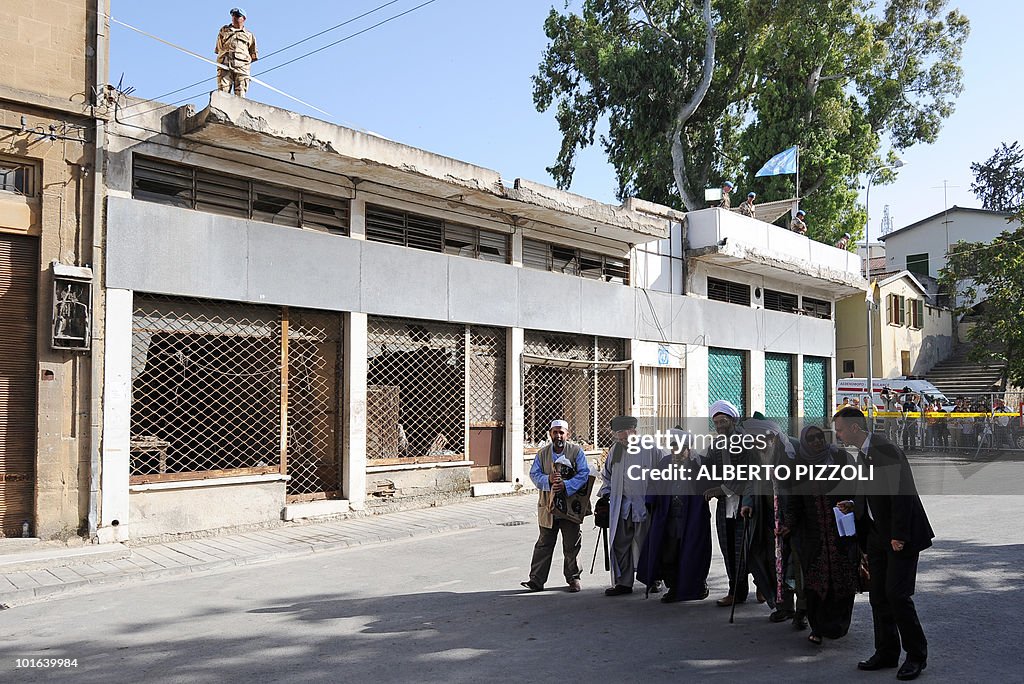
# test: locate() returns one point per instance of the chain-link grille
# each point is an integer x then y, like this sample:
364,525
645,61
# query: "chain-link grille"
--
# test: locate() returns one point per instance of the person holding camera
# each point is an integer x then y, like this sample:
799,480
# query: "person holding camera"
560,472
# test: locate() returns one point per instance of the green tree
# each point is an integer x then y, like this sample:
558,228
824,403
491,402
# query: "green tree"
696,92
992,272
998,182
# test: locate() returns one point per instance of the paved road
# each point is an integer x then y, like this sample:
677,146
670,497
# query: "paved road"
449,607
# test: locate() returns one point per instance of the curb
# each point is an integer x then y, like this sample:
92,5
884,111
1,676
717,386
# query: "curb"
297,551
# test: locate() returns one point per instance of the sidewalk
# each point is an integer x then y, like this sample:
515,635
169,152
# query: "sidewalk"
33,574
...
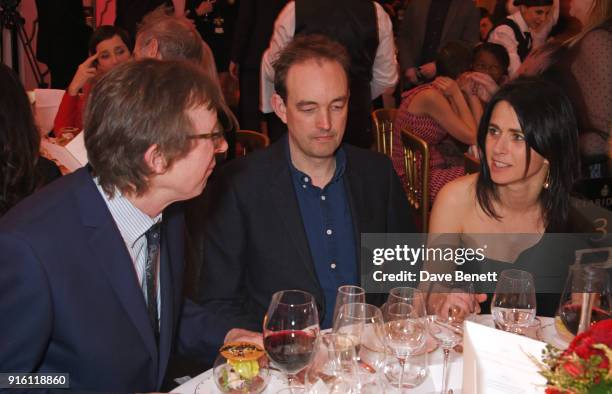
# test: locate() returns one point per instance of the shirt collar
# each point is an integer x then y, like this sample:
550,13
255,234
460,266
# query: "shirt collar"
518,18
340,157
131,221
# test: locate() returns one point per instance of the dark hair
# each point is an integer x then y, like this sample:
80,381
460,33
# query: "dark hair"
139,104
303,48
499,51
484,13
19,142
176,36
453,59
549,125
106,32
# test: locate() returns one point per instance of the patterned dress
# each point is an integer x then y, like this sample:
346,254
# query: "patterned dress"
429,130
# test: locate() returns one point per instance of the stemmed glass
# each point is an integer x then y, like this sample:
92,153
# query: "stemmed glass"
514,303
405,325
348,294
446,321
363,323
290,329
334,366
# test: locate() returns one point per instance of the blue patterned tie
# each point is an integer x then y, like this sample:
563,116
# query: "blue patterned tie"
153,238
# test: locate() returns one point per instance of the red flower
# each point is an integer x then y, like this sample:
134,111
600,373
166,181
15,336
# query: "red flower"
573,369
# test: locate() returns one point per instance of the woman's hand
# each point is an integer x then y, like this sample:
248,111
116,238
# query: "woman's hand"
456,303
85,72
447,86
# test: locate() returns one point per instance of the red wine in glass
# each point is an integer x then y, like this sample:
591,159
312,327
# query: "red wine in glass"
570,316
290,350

● **题目**: 从上面的数据中选出所有包含字符串“glass”的行，并把这些行逐一抄写出来。

● **解答**:
# test: locate() returns one point per instance of the stemmed glass
# query: "stemmed glass"
# test: locate() returns one point per instance of the red wine in glass
# query: "red wine in glass"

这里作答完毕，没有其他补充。